▶ **Given passage**:

..............................

English Exam Preparation

These are some words and phrases that are useful for the GCSE English (language, I think) information and ideas exam:

Question 1: Reading for information (10 marks)

This question asks you to “outline concisely” (i.e. summarise in your own words) the information conveyed in an article. NO QUOTING!
I usually literally write it in my own words but it seems you have to mention the article in one of the following ways:

The article opens by stating…
The article states that…
It is stated that…
The author goes on to state that…
Another way in which the article…

Words that can be used instead of ‘states’ (they mean more or less the same thing) are:

Affirms
Asserts
Claims
Clarifies
Conveys
Depicts
Describes
Details
Explains
Maintains
Makes it clear
Portrays
Shows

Question 2: Reading for interpretation (15 marks)

This question gives you a different (more persuasive) article on the same topic and asks you to analyse the visual and language techniques the author has used.
Usually there’s a logo and a picture with a caption so you can comment on those straight away before focusing on the language.
Use the acronym VHL to help you remember things to comment on:

Visuals
Headlines
Layout

Here is a list of visual elements, (or “presentational features” as the exam board likes to call them) for you to comment on:

A silhouetted cyclist wearing a red helmet, with the words "Cycle-Safe" in red underneath it

I was wondering when I'd get to use this logo

Bold, Italics, Underline: Ways of emphasizing words

CAPITALS: Used to reinforce a particular word or phrase

Font: You can draw conclusions from the choice of colour scheme or font style

Logo: Represents a product or company. (Or charity). Adds validity to the text

Photos and Graphics: Add depth and information to the article. Photos can be used to manipulate emotion and attract a reader to the article

Here are some words to describe headlines:

Headline: The main heading

Strapline: A second heading

Standfirst: The introductory first paragraph, often in bold

Sub-heading: Summarises and breaks up sections of text

A basic happy face in a square grid

Caption: Underneath a photo or diagram to explain it

Pull-quote: “Quote that is lifted from the rest of the article”

Slogan: Memorable word or phrase

For language techniques, remember to comment on Words, Sentences and Punctuation.

Here are some word techniques that you can comment on:

Adjectives, Nouns, Verbs, Adverbs, Connectives, Similes, Metaphors, Personification, Alliteration, Onomatopoeia, Collective Pronouns (we, us), Personal Pronouns (I, me), Speaking directly to the reader (you), Assertion, Empathy, Emotive language, Hyperbole, Repetition, Rule of three, Triplets

Sentence techniques:

Simple sentences, Compound sentences, Complex sentences, Rhetorical questions, Quotations, Supporting ideas, Criticizing the opposite opinion, Anecdotes, Shock tactics

Punctuation:

Colon: Dash — Question mark? “Quotation marks” (brackets) Comma, Hyphen- Appostrophe’ Elipses… Exclamation mark! Full stop.

..............................

▶ **Supplied material**:
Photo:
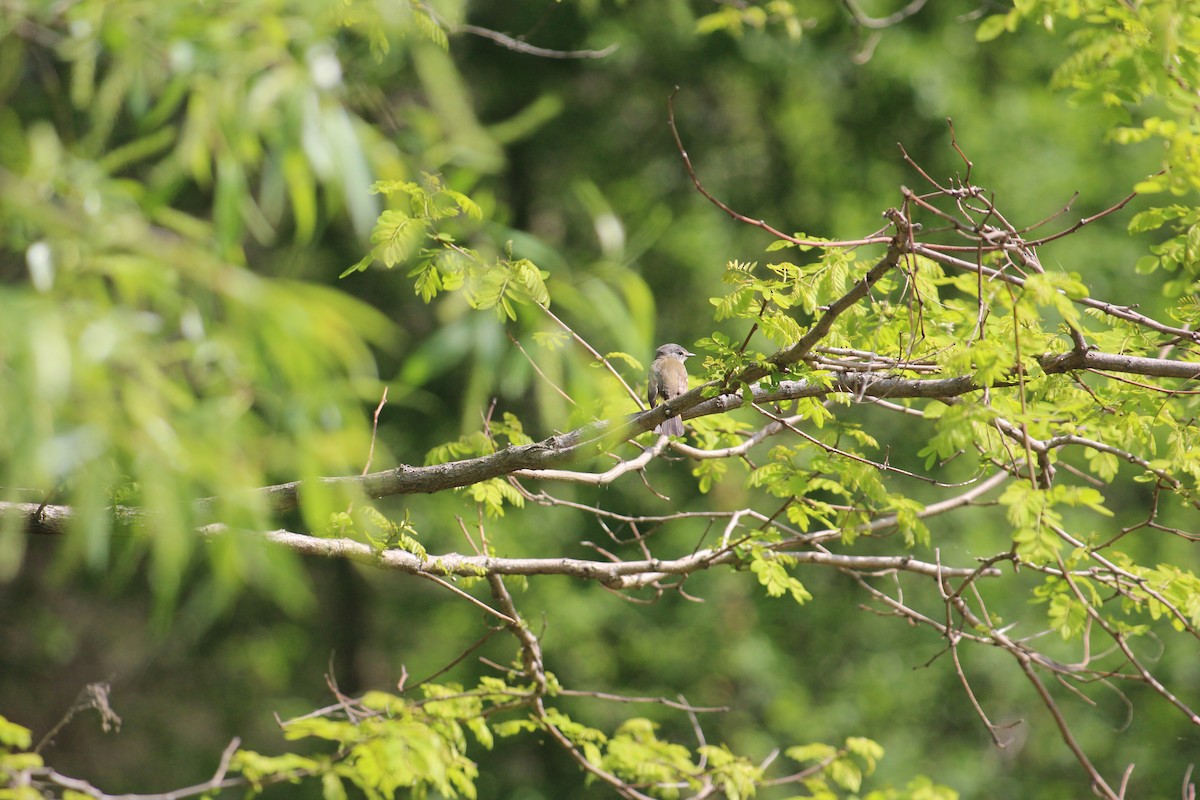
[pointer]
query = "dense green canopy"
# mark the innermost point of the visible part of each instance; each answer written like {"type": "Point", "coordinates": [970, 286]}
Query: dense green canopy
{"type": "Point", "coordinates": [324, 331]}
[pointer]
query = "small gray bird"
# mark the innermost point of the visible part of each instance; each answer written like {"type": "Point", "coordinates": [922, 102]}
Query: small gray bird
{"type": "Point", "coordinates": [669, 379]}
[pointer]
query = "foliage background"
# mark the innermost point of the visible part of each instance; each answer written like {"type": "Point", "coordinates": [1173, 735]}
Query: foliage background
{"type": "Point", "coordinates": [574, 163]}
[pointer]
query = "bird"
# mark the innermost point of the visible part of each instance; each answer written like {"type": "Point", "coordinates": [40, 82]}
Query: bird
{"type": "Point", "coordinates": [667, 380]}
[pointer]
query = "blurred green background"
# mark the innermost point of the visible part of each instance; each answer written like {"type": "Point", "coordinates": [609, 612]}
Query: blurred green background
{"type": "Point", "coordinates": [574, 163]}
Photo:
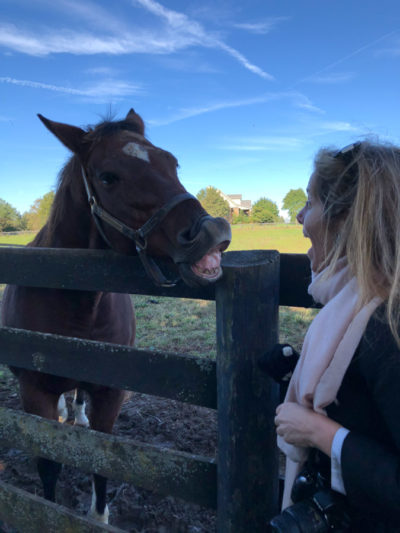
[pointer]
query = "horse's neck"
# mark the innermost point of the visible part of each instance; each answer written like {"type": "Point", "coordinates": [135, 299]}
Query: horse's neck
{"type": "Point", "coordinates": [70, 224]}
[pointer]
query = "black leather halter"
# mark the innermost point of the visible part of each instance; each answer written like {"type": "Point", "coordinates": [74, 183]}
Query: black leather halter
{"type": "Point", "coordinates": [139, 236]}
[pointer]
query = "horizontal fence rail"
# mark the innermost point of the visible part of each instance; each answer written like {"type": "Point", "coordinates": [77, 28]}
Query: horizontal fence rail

..............................

Reproduce word for word the part of the exam preparation notes that opens with the words containing "A basic happy" and closes with "Sentences and Punctuation.".

▶ **Written response**:
A basic happy face in a square grid

Caption: Underneath a photo or diagram to explain it

Pull-quote: “Quote that is lifted from the rest of the article”

Slogan: Memorable word or phrase

For language techniques, remember to comment on Words, Sentences and Punctuation.